What the exercise asks >> In the listing below, count the lines that contain the string "positive", and state that number without further words.

(Supplied information begins)

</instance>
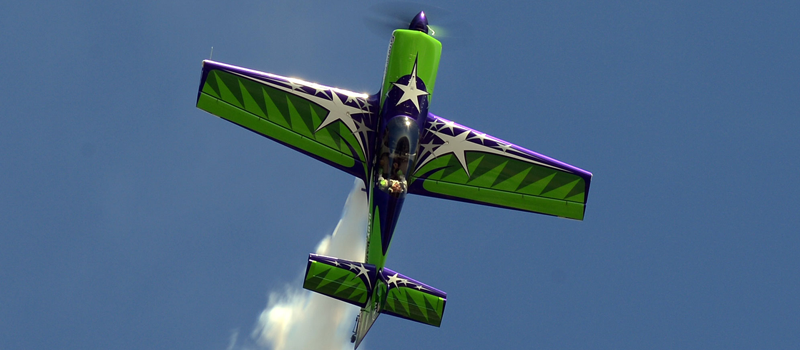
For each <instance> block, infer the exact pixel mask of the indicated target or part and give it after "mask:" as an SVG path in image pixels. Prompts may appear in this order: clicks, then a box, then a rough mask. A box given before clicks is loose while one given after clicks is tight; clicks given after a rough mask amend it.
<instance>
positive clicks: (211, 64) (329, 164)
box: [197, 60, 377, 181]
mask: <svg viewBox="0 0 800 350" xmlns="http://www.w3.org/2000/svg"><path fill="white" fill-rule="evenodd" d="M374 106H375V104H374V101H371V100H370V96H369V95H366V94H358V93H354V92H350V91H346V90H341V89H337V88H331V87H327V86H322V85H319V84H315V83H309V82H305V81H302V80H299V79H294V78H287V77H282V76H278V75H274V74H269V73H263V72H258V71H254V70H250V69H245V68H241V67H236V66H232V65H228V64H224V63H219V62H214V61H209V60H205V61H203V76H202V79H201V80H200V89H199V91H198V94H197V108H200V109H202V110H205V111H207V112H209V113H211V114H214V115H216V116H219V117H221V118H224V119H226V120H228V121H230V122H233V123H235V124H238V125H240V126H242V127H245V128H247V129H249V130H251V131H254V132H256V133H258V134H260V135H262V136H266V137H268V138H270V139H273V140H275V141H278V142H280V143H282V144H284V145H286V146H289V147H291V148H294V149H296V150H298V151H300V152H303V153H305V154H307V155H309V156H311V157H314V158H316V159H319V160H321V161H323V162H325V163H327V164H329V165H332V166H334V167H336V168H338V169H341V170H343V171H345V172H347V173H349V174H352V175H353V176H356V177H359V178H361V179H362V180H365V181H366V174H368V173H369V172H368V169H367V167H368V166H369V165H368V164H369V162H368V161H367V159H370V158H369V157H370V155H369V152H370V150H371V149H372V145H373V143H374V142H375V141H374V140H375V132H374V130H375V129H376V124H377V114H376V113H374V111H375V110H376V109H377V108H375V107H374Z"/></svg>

(Supplied information ends)
(Supplied information begins)

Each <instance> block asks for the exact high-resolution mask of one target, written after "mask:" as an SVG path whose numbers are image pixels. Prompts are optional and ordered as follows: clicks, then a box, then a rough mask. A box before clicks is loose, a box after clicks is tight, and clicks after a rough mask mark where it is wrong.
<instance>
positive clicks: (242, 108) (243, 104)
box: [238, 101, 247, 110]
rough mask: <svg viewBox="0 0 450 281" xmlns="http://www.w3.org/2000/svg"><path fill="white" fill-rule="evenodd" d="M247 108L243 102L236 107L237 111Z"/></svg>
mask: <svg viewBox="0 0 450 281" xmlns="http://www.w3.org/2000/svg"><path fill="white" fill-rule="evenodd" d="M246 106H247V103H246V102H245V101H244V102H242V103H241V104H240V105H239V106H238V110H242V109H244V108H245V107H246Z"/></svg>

(Supplied information ends)

Exercise answer >> 2